::: Document section
Clothing used to be sold in three sizes: Small, Medium, and Large. Women’s clothing also had a Petite size. The American population has outgrown these restrictive sizes, however. The clothing industry responded by expanding and large end. The result? You can now (and probably do) buy clothes that are XL, XXL and XXXL. It’s like wearing the SuperBowl.
I read an article on women’s underwear in the New York Times, which quotes a woman as saying, “It’s amazing to take a pair of 3XL underwear out of the package and breathe a sigh of relief knowing it’s going to fit me.” Think about that: 3XL.
IF you’re going to make clothes that big, you can’t display their full impact on a normal-size mannequin. Therefore, the industry, ever alert to new profit opportunities, has created fat mannequins. The shirts drape nicely over a large gut, thus demonstrating what they will look like over your big belly. This is obesity as the new normal on display.
Sedentary Athletes
Also true: we don’t get enough exercise, go outside enough, or get away from our screens. American men worship sports figures who perform amazing physical feats while they sit and watch TV, stuffing their faces. These couch potatoes couldn’t finish a single workout alongside their favorite sports figures. Many couldn’t even walk the length of a football field without gasping for breath.
::::::
■ Goal of the exercise
Extend the piece above on expanding clothing sizes and sedentary habits, continuing after its final sentence.
::: Study material
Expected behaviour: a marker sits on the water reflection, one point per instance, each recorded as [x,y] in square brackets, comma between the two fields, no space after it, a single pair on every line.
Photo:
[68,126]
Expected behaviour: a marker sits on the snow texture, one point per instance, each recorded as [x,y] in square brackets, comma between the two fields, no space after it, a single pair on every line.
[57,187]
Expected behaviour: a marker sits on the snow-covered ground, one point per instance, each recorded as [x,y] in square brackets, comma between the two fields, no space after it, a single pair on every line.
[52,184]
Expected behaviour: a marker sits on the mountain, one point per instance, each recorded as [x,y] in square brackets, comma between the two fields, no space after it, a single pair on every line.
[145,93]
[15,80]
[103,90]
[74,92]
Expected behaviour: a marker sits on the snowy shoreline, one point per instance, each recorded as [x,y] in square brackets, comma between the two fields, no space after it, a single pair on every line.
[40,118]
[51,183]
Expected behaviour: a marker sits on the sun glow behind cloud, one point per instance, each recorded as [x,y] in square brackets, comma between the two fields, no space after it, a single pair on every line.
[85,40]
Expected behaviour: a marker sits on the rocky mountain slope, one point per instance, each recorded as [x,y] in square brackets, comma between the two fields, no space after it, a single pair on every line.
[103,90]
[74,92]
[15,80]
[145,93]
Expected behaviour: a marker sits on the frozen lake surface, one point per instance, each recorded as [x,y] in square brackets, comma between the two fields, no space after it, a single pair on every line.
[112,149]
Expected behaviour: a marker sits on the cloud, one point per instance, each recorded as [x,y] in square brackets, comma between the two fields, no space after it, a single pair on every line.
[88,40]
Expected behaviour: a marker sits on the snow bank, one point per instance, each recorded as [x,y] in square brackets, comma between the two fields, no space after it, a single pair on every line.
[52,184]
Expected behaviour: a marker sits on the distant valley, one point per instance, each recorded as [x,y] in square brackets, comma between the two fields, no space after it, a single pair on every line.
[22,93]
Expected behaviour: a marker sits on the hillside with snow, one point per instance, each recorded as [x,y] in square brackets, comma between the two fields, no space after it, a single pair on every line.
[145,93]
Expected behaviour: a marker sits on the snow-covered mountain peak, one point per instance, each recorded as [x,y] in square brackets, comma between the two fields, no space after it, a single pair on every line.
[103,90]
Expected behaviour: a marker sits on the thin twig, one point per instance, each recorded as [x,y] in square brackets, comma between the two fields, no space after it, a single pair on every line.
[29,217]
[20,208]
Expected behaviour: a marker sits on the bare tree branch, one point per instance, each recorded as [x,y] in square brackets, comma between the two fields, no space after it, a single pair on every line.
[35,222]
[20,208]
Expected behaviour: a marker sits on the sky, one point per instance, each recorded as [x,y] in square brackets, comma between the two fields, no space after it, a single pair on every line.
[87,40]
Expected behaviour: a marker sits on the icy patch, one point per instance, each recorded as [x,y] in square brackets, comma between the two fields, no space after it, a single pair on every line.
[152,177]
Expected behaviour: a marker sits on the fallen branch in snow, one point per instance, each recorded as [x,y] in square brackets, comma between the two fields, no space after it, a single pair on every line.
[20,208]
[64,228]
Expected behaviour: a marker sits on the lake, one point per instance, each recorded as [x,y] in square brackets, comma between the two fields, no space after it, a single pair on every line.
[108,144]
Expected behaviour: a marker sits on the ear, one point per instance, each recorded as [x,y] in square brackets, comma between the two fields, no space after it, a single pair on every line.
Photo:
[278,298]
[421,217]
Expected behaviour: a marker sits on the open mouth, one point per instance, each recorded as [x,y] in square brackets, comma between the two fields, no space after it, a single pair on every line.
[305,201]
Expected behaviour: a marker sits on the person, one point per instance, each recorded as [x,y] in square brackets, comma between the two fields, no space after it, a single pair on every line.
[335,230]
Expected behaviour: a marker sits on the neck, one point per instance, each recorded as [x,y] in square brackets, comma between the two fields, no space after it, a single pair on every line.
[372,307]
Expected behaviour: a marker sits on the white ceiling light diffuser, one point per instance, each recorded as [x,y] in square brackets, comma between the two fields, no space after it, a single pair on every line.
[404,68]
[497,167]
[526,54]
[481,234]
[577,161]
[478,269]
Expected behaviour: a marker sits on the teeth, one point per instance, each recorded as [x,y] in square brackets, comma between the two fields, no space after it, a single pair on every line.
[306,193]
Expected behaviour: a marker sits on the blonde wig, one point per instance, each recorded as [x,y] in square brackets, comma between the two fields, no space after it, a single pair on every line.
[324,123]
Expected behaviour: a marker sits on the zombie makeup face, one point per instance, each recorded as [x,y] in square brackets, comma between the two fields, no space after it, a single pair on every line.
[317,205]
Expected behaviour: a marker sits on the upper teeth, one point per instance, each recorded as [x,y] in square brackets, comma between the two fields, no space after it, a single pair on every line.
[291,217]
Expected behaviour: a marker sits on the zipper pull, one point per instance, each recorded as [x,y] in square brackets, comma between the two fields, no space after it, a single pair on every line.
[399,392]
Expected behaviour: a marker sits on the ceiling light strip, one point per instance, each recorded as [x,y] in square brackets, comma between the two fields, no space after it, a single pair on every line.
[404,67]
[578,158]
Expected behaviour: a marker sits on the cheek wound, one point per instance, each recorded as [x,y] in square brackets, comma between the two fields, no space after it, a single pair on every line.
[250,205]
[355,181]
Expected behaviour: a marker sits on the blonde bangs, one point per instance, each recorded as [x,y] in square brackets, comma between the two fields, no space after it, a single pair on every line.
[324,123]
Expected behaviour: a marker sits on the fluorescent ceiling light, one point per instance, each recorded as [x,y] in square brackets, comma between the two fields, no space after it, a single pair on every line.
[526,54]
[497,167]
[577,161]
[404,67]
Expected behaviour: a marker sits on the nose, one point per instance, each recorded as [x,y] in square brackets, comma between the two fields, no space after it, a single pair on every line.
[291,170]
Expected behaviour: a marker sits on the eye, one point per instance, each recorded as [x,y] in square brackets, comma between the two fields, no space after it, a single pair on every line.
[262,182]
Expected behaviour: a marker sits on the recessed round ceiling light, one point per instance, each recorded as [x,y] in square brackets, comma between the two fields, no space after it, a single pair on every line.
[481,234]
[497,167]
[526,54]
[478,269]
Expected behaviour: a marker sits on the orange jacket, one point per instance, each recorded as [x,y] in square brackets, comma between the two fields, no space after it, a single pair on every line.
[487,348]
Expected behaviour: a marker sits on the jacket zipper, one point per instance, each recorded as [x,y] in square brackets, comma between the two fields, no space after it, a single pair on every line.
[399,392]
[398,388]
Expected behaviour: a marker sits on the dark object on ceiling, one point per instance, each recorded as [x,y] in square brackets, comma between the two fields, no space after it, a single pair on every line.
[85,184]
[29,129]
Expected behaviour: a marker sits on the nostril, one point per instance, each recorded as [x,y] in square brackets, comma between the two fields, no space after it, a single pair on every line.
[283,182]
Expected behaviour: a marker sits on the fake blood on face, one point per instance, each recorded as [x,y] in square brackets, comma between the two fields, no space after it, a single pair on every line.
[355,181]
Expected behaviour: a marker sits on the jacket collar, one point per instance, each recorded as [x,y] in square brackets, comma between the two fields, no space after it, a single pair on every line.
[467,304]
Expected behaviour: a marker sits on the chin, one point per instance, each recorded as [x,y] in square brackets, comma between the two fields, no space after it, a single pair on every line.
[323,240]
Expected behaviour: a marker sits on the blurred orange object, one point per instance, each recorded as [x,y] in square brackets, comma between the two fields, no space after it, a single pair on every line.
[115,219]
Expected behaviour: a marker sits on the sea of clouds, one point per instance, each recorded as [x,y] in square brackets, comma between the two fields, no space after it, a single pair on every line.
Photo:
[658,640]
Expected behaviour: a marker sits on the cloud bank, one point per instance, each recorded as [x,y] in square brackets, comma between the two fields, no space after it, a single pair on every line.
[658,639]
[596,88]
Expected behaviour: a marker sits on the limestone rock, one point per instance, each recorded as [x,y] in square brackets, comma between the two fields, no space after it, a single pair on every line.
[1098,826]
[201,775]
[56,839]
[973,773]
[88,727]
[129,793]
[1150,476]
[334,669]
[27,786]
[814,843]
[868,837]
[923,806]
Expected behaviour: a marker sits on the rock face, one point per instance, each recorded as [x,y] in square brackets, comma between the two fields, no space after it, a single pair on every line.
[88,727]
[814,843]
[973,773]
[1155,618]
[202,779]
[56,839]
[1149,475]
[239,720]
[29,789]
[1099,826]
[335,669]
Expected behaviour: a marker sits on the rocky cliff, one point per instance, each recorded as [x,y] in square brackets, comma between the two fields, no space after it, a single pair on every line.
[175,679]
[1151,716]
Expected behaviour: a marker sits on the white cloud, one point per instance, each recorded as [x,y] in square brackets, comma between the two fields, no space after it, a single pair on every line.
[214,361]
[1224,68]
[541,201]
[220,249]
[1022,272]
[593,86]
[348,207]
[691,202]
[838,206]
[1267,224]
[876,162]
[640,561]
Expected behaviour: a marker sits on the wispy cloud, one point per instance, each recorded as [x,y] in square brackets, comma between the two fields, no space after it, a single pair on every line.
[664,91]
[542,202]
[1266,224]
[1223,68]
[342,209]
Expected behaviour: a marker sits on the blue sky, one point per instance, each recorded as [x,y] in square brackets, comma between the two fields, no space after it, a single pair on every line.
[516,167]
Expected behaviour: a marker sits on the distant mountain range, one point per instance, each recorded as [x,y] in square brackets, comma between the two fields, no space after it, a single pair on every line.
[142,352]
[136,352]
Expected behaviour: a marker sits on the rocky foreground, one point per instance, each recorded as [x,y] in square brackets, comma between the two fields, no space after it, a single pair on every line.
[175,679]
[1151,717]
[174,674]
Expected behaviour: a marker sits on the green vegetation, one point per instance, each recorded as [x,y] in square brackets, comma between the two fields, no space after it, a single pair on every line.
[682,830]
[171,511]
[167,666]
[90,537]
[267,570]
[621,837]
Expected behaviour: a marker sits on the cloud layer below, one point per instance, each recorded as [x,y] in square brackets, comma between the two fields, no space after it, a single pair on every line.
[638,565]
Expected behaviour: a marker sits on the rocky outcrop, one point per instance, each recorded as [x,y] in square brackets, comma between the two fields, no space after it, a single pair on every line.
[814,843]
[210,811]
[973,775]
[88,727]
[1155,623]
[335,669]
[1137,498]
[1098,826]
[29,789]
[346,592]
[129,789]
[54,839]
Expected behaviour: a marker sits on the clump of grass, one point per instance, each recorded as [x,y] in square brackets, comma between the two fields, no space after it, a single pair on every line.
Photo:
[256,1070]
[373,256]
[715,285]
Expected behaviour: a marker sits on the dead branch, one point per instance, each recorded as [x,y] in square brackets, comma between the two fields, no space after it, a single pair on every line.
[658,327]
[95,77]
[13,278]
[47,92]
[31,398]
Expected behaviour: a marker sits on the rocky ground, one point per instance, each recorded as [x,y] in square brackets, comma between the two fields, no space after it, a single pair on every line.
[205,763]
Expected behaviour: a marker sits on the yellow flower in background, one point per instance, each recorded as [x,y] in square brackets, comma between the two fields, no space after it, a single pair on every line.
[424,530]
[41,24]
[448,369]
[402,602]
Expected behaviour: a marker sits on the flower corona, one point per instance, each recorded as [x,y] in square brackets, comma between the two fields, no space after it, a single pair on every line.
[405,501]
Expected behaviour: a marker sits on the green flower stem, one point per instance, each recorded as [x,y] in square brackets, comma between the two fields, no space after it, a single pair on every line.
::::::
■ Exercise response
Women read magazines that feature gloppy desserts on the cover but have articles on how to lose weight inside. Or the magazines put a weight-loss picture on the cover and the recipes for dessert inside. Some of them alternate. Fat-Thin, Thin-Fat. Over and over, month after month.
But I Have a Condition
But wait, you say, I have a thyroid problem, a chromosomal condition, a slow metabolism. It’s hereditary. I believe you. I have a hypothyroid condition that slows my metabolism, too. Yet I have been the same size for decades. Yes, age and the pandemic lockdown added some inches to my waistline but not enough to jump me up a size.
If you are obese. chances are pretty good that you grew up in a house where fattening foods were the norm, where Mom made buttermilk biscuits and cream gravy for breakfast, where you consumed gallons of soda, where French fries were the only vegetable, and where the dog was obese, too.
Some women use their weight as a disguise, hiding inside it and using it to protect them from ever being raped or abused again.
The National Condition
None of those reasons changes the fact that so many people are so morbidly obese that it has become the national condition. To find out what condition our condition is in, just look around you.
If you are reacting negatively to this post, condemning me for being all judge-y, accusing me of fat shaming, you are missing the point. In fact, I’m not pointing at you. I’m making a point about the entire country.
Obesity isn’t just an esthetic problem, it’s a health problem. Too many Americans have eaten their way into an unhealthy state. We have seen the consequences of this during the pandemic, when more overweight people died from Covid-19 than others did.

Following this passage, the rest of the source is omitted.